SOURCE PASSAGE:
>> begin

If too many toys fill up the waking hours, then where is the room for books (it goes without saying that children will prefer a toy to a book, no matter how much of a bookworm one is) and where is the scope for creativity? Didn’t we devise our own games during our childhood days to never allow rainy evenings forcing us to stay indoors dampen our spirits? My son and his friends got fascinated by a bey-blade stadium, a recent acquisition of one of their circle – it was phenomenally priced. When the message came from the mothers that it was found to be too expensive and not worth it, two of them got down to the business of making one on their own!

I am yet to know about the success of their mini-venture and the utility of the final product, but it definitely delighted many mothers around! And yes, the boys were surely getting innovative there! Getting too much, sometimes before asking for it – does it help in valuing things? How do you explain the dolls and toys from our childhood years still adorning the showcases of our parental homes? Even at that tender age, the single basket of play materials that filled our free hours drove home the point that one’s own belongings have to be valued because if lost or spoilt, they wouldn’t be replaced. Over the years, it translated to value for money.

There is something called delayed gratification. It teaches us patience. It shows us one may not get everything one wants from life – that it is nothing abnormal to cap our endless desires sometimes. How dangerous it would be to have a big fraction of a generation growing up with the strong belief that anything is attainable – during the junior years wouldn’t it make them somewhat insensitive to their less lucky friends all the more? Wouldn’t it silently encourage them to obtain something by hook or by crook, if it is not achieved by fair means? Think of the frustration when something one sets one’s heart on is not achievable for reasons beyond one’s control! Even if we sat on loads of cash, and generously poured it on expensive gadgets, is there any limit there? Does it end anywhere? Are we at all teaching our children to draw the line somewhere and say ‘STOP’ when necessary? Single-income families have a different problem to grapple with here. It’s not too much of toys, but handling the emotional blackmail.

Which mother in the world wants her child to feel bad when everyone else in his group owns and discusses about some branded toy that has newly come in the market? The peer pressure (has toddlers to teens in its clutches) goading the child to crave for that branded toy is something many mothers succumb to – reluctantly though. The hole it drills into the pocket has to be compensated by cutting down on something else – maybe something better and sometimes necessary – say, a short trip to some place. Isn’t it time the grandparents woke up to the occasion, took charge, and swapped roles with these new-age, branded, pricey playthings? And to think of the ‘Go green’ way of life we keep talking about (is it a fashion to discuss it or do we really believe in ‘Go green’?).

The majority of today’s toys are made from plastic and synthetic materials, unlike yesteryears’ nature-friendly toy materials like clay, stone, rock and wood, that didn’t choke the earth the way many non-biodegradable, branded toys of today are doing. Ever wondered why topics like child obesity, childhood diabetes and reduced academic performance never made it to the news in the past? It’s a pity, but many young children of our city guiltlessly settle for an hour of gadget-time in lieu of an active hour in the midst of friends in fresh air in the park or playground that would do tons of good to their brain and body. What about social skills? Aren’t they getting neglected? What about the lazy hour spent with the toy alone? Or an hour spent before the screen?

>> end

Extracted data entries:
>> begin

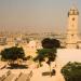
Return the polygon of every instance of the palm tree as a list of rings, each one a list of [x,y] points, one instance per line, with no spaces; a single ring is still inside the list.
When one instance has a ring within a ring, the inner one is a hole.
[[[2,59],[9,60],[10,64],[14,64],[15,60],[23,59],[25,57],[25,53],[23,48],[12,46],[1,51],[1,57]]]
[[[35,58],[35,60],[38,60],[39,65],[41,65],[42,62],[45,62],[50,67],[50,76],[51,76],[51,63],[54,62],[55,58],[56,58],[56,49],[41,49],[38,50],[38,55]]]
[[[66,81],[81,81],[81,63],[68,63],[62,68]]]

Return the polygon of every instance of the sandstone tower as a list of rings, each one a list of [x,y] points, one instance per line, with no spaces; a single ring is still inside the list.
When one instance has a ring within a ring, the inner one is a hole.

>> end
>> begin

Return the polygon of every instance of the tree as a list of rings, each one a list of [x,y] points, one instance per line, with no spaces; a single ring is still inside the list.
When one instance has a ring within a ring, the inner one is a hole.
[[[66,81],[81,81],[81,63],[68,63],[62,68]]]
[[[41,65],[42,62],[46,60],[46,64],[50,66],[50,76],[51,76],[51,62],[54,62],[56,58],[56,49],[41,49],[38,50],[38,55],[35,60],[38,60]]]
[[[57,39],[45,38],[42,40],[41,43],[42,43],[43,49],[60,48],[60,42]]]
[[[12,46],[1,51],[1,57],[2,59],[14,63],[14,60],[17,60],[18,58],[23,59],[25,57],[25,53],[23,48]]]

>> end
>> begin

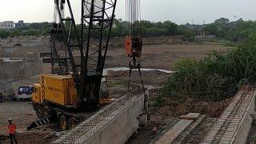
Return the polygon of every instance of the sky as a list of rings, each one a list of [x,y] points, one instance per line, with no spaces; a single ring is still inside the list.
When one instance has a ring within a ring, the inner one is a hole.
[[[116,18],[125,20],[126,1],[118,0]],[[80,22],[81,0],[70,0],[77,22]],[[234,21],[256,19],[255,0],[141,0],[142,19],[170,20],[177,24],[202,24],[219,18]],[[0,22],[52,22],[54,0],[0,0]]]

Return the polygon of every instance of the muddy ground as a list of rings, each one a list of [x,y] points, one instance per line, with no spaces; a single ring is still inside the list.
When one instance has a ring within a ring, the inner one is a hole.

>> end

TASK REQUIREMENTS:
a: Answer these from the passage on children's toys:
(i) After the mothers said the bey-blade stadium cost too much, what did two of the boys do?
(ii) What does delayed gratification teach us?
(iii) Which nature-friendly toy materials of yesteryears are listed?
b: Extract everything from "The majority of" down to "before the screen?" in the passage on children's toys, word for word.

ANSWERS:
a:
(i) They got down to making a bey-blade stadium on their own.
(ii) Patience.
(iii) Clay, stone, rock and wood.

b:
The majority of today’s toys are made from plastic and synthetic materials, unlike yesteryears’ nature-friendly toy materials like clay, stone, rock and wood, that didn’t choke the earth the way many non-biodegradable, branded toys of today are doing. Ever wondered why topics like child obesity, childhood diabetes and reduced academic performance never made it to the news in the past? It’s a pity, but many young children of our city guiltlessly settle for an hour of gadget-time in lieu of an active hour in the midst of friends in fresh air in the park or playground that would do tons of good to their brain and body. What about social skills? Aren’t they getting neglected? What about the lazy hour spent with the toy alone? Or an hour spent before the screen?